● What you need to do:
Only the lines from the one containing "Target: man" through the final line of the material below should be output, exactly as they stand.

/---

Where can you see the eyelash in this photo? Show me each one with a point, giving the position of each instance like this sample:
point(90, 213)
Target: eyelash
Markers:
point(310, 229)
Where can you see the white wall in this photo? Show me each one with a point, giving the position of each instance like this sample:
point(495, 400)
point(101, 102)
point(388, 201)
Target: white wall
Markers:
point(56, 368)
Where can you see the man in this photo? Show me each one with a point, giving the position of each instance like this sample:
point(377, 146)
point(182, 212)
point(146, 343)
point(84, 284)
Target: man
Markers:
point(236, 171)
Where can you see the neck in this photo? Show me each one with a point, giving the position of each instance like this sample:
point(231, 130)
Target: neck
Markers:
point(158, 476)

\---

● Worked solution:
Target: man
Markers:
point(236, 171)
Where can you see the neck in this photo? Show me each one with a point, giving the position of each instance like this sample:
point(231, 130)
Target: neck
Markers:
point(158, 476)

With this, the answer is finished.